Passage to read below:

When he wasn’t collecting money from drivers or dealing poker at Stacks Hold’em Bar, people were likely to find Riess at Tripper’s Sports Bar working on his game.
Riess said he played two to three times a week during his four years, something he said his parents never knew about.
Although back then, he wasn’t going to try to break other people’s banks.
“I wasn’t really doing it as a job; I was doing it more for entertainment,” he said. “Everyone thought I was horrible because I would try new things, like try crazy bluffs, but I was mainly having fun.”
After winning more than $250,000 in a WSOP Circuit event in Indiana during his senior year, Riess began to get serious about the card game and make a career out of it.
“My family didn’t really want me to do that, because they didn’t know how good I was until (the circuit event),” he said. “Before that, they weren’t really that supportive and wanted me to do the conventional thing, but after the tournament I said, ‘I want to travel and play full time for a year,’ and they said, ‘as long as you get your degree, we will be fully supportive,’ and that meant a lot.”
Fast forward to the 2013 Main Event, and Riess was nearing the final table wearing a green Nike Pro Combat MSU T-shirt. Wearing that shirt and, at the final table, a Calvin Johnson jersey instead of advertisement patches on his clothes cost him upwards of $100,000.
“I’ve had a lot of offers from people wanting me to wear their shirts and patches for anywhere from $10,000 to $35,000 (per patch),” he said. “But I just wanted to represent where I was from.”
After winning the title and celebrating in a suite at the Rio Hotel and Casino with more than 100 family and friends, and $6,000 in comped drinks, Riess headed out of Las Vegas. He and his girlfriend Tabitha Trask, who have known each other since they were 11, went to Orlando to go to Electric Daisy Carnival and Walt Disney World. The next stop for Riess will be sitting courtside at tonight’s MSU basketball game against No. 1 Kentucky.
Of his winnings, 44 percent will go back to people who helped pay his initial $10,000 buy-in. Riess also noted that instead of strangers paying for him to play, it was nothing but family and friends who helped with his buy-in.
The largest stake anyone had in his winnings was 5 percent, according to Riess, but most of his stakes were in smaller increments.
“Almost everybody has 1 percent, and they are all close friends and family,” Riess said. “There’s not one person I don’t know who had action on me.”
The champ said he hasn’t put too much thought into future spending, but knows he won’t blow it all away.
“I might go crazy and get a Lamborghini,” he said. “But I’m going to make sure I put enough money away so I don’t go broke.”

End of Passage to read.
Extracted data below:

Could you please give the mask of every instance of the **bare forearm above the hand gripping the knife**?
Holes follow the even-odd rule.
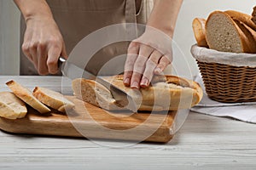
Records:
[[[49,5],[45,0],[14,0],[24,19],[30,20],[36,17],[53,19]]]

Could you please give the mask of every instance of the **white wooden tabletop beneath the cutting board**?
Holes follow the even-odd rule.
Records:
[[[7,76],[0,77],[0,91],[9,90],[5,82],[11,79],[61,91],[61,77]],[[256,168],[256,125],[190,112],[168,144],[132,145],[0,131],[1,170],[218,168]]]

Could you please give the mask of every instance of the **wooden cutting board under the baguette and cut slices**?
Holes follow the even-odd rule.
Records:
[[[28,107],[25,118],[0,118],[0,128],[9,133],[43,134],[87,139],[121,139],[168,142],[174,132],[176,111],[109,112],[67,96],[75,104],[73,111],[61,114],[52,111],[46,115]]]

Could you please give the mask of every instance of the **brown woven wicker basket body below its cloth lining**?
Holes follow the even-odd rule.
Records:
[[[224,103],[256,101],[256,66],[226,65],[201,61],[199,58],[196,60],[210,99]]]

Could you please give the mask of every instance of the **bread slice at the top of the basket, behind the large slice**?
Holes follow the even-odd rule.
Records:
[[[225,14],[229,14],[233,20],[238,20],[241,23],[246,24],[251,27],[254,31],[256,31],[256,25],[253,23],[252,16],[249,14],[244,14],[235,10],[227,10],[224,11]]]

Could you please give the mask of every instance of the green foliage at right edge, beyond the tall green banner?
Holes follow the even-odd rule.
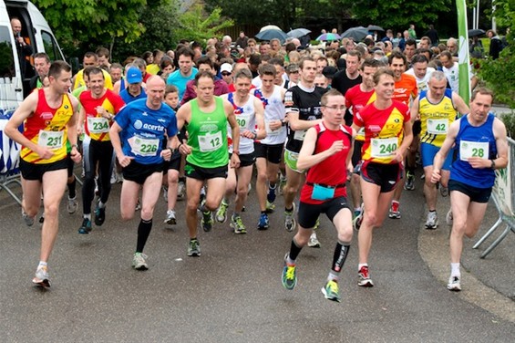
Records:
[[[512,26],[515,23],[515,3],[512,0],[496,0],[494,15],[500,26]],[[479,78],[487,83],[487,87],[495,92],[496,101],[507,104],[515,109],[515,44],[513,44],[513,33],[506,37],[510,42],[505,47],[498,59],[480,60],[478,70]],[[487,47],[485,47],[485,51]]]

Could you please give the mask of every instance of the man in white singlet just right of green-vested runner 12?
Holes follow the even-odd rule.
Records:
[[[221,200],[216,212],[216,220],[224,223],[227,219],[227,207],[229,199],[236,192],[234,201],[234,213],[231,217],[231,227],[234,234],[246,234],[247,229],[242,222],[240,213],[247,200],[249,183],[252,180],[252,168],[256,161],[254,153],[254,140],[262,140],[266,137],[263,120],[263,103],[260,99],[249,93],[251,89],[252,74],[249,69],[241,69],[234,75],[234,87],[236,91],[222,96],[232,104],[234,115],[240,127],[240,166],[229,168],[227,182],[225,184],[225,199]],[[257,130],[255,130],[257,128]],[[254,132],[255,130],[255,132]],[[231,132],[230,138],[234,135]],[[229,146],[232,153],[232,145]]]

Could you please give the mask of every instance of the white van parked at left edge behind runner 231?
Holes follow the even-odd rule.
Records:
[[[0,0],[0,191],[2,174],[11,172],[17,165],[19,147],[3,132],[6,120],[30,92],[29,81],[35,76],[32,59],[25,60],[26,71],[22,76],[20,59],[11,28],[11,18],[22,23],[21,36],[32,47],[33,54],[46,52],[50,60],[64,60],[57,40],[45,18],[34,4],[27,0]]]

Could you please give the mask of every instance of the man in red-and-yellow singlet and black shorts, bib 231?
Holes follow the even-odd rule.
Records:
[[[63,61],[52,63],[48,80],[50,85],[32,92],[5,125],[5,134],[23,146],[22,214],[27,225],[34,224],[41,192],[45,194],[40,261],[32,281],[46,287],[50,286],[47,262],[57,238],[59,203],[67,187],[67,142],[71,145],[70,158],[76,163],[81,160],[76,130],[78,101],[67,94],[71,67]],[[21,133],[18,128],[24,122]]]

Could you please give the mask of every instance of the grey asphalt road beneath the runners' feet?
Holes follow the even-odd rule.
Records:
[[[512,342],[513,322],[449,292],[421,258],[420,186],[405,192],[402,218],[387,219],[376,230],[369,264],[372,288],[356,285],[353,239],[339,304],[320,291],[335,244],[325,217],[318,234],[322,247],[304,248],[297,260],[299,283],[288,291],[281,285],[281,271],[293,234],[283,229],[282,210],[271,215],[268,231],[258,232],[252,191],[242,214],[248,234],[235,235],[228,223],[217,224],[211,233],[199,235],[202,255],[195,258],[186,255],[184,202],[178,203],[178,225],[170,229],[161,224],[166,208],[160,199],[145,249],[149,270],[139,272],[130,267],[139,220],[120,221],[119,185],[111,193],[106,223],[88,235],[77,234],[80,211],[69,215],[62,203],[49,262],[52,287],[41,291],[31,283],[40,230],[27,228],[19,206],[0,192],[0,340]],[[278,197],[277,208],[282,204]],[[435,249],[441,251],[448,252]],[[441,267],[447,270],[448,261]]]

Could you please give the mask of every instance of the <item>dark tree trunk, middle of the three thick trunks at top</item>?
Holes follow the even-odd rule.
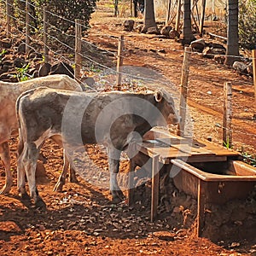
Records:
[[[191,29],[191,1],[184,0],[184,12],[183,12],[183,35],[182,35],[182,43],[190,44],[195,40],[195,37],[192,33]]]

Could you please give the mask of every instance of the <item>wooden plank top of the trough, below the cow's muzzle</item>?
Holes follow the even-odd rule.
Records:
[[[152,158],[159,154],[159,160],[163,164],[169,164],[172,159],[188,162],[225,161],[230,156],[239,158],[241,155],[214,143],[179,137],[163,129],[155,128],[150,132],[154,132],[154,136],[149,136],[154,139],[144,141],[141,146],[137,145],[137,150]]]

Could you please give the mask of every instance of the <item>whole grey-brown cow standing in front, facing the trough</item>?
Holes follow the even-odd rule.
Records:
[[[40,148],[51,137],[63,144],[71,162],[74,148],[100,143],[108,149],[110,191],[113,201],[124,199],[117,183],[119,157],[128,137],[142,137],[155,125],[177,123],[172,97],[164,90],[149,93],[79,93],[38,88],[19,97],[18,190],[26,198],[25,173],[37,207],[45,207],[38,195],[35,171]],[[62,173],[62,178],[65,173]],[[59,182],[61,182],[61,177]]]

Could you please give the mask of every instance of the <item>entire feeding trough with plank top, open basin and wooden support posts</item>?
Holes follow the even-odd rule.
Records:
[[[242,162],[238,152],[209,142],[154,131],[154,140],[137,145],[137,152],[131,159],[132,168],[142,166],[147,158],[152,159],[149,161],[152,170],[151,220],[157,214],[159,170],[165,166],[177,189],[197,200],[198,236],[203,229],[207,203],[222,205],[233,199],[247,198],[256,186],[256,168]],[[131,174],[130,188],[132,178]],[[134,189],[129,189],[129,203],[132,203],[133,193]]]

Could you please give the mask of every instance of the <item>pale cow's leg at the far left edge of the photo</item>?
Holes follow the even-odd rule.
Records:
[[[3,161],[3,166],[5,168],[5,184],[0,194],[7,194],[11,189],[13,184],[13,177],[10,170],[10,155],[9,155],[9,144],[4,142],[0,144],[0,158]]]

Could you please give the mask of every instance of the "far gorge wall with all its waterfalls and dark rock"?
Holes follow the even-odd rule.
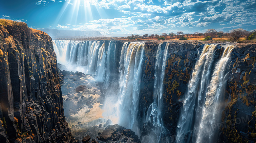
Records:
[[[141,142],[255,141],[255,44],[53,40],[53,46],[66,70],[95,75],[102,116]]]

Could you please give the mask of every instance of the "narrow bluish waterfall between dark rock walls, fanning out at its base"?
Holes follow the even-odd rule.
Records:
[[[155,62],[155,74],[154,74],[154,101],[149,106],[148,113],[145,119],[147,124],[153,126],[151,131],[146,137],[142,137],[143,142],[168,142],[165,140],[165,136],[169,134],[169,131],[163,125],[163,82],[166,69],[166,61],[168,55],[169,43],[166,43],[162,48],[162,43],[158,45],[156,62]]]

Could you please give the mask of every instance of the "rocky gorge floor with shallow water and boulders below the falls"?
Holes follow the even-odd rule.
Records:
[[[63,65],[58,66],[65,69]],[[62,79],[64,115],[79,142],[140,142],[133,131],[112,125],[111,116],[102,116],[103,97],[94,75],[58,70]]]

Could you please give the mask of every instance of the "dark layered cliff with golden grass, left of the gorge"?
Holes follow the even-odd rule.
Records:
[[[1,142],[76,142],[46,33],[25,23],[0,24],[0,95]]]

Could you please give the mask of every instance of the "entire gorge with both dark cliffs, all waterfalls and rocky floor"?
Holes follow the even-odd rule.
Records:
[[[255,44],[52,40],[7,21],[0,139],[252,143],[255,57]]]

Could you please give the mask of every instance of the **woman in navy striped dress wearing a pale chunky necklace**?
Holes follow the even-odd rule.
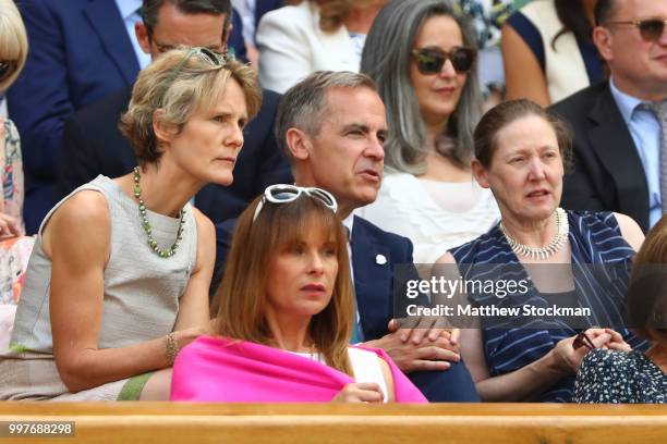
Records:
[[[474,141],[475,178],[494,193],[501,222],[438,262],[456,263],[463,282],[523,282],[507,295],[469,291],[465,303],[473,306],[519,307],[521,314],[524,307],[590,308],[591,314],[482,314],[475,318],[477,329],[463,330],[461,355],[484,400],[569,402],[574,374],[591,348],[644,344],[622,320],[628,266],[644,235],[623,214],[559,208],[570,138],[537,104],[513,100],[492,109]],[[582,332],[584,346],[584,336],[577,340]]]

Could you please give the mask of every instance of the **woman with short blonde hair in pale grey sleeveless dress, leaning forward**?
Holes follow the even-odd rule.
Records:
[[[142,71],[121,122],[140,166],[98,176],[46,217],[0,358],[0,398],[168,396],[169,372],[151,372],[209,323],[215,231],[190,200],[231,183],[259,103],[254,72],[207,49]]]

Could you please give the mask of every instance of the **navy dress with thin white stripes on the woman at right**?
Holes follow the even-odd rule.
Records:
[[[492,377],[509,373],[539,359],[551,350],[556,343],[575,335],[586,326],[614,328],[631,346],[646,346],[645,342],[635,338],[623,326],[629,266],[635,251],[621,236],[616,218],[611,212],[567,211],[567,214],[570,224],[572,274],[577,288],[575,300],[581,307],[591,307],[593,314],[585,320],[587,325],[577,326],[571,322],[538,320],[535,325],[516,328],[498,322],[489,323],[482,319],[484,351]],[[507,243],[499,224],[475,240],[452,249],[451,254],[465,280],[489,279],[489,275],[496,279],[530,279]],[[494,268],[501,268],[504,274],[492,273],[489,270]],[[510,270],[510,275],[507,270]],[[469,293],[469,298],[478,305],[489,304],[489,299],[494,298],[493,304],[506,307],[524,304],[548,307],[553,301],[541,295],[532,283],[527,293],[508,295],[500,303],[495,295],[488,294]],[[539,396],[539,400],[571,402],[574,375],[565,378]]]

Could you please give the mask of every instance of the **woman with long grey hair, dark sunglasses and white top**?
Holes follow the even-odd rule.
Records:
[[[364,48],[361,71],[377,83],[390,132],[383,186],[357,214],[410,238],[416,263],[433,263],[499,217],[470,169],[482,106],[475,55],[470,24],[447,0],[391,1]]]

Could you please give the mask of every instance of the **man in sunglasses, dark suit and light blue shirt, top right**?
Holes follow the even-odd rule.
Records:
[[[609,81],[551,107],[574,130],[562,205],[621,212],[646,232],[667,212],[667,1],[598,0],[595,22]]]

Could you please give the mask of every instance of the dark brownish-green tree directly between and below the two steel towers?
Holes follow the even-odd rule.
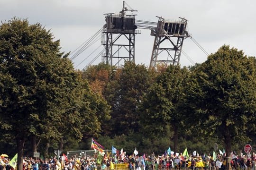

End of Extracted data.

> Tasks to carry out
1) In the poker article, translate this sentence into Spanish: "The largest stake anyone had in his winnings was 5 percent, according to Riess, but most of his stakes were in smaller increments."
2) Write down, word for word, the stretch of the poker article starting at "Riess said he" and ending at "other people’s banks.".

> Responses in order
1) La mayor participación que alguien tenía en sus ganancias era del 5 por ciento, según Riess, pero la mayoría de sus participaciones eran en incrementos más pequeños.

2)
Riess said he played two to three times a week during his four years, something he said his parents never knew about.
Although back then, he wasn’t going to try to break other people’s banks.